- **Extracted information**:
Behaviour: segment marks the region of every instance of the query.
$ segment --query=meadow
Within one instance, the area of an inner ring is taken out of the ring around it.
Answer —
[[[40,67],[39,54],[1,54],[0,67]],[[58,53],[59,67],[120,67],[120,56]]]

- **Instructions to follow**: Number the lines above in order as a list, and skip any blank ones.

- **Task answer**:
1. Behaviour: segment marks the region of every instance of the query.
2. $ segment --query=meadow
3. Within one instance, the area of an inner ring is taken out of the ring around it.
4. Answer —
5. [[[40,67],[39,54],[1,54],[0,67]],[[58,53],[59,67],[120,67],[120,56]]]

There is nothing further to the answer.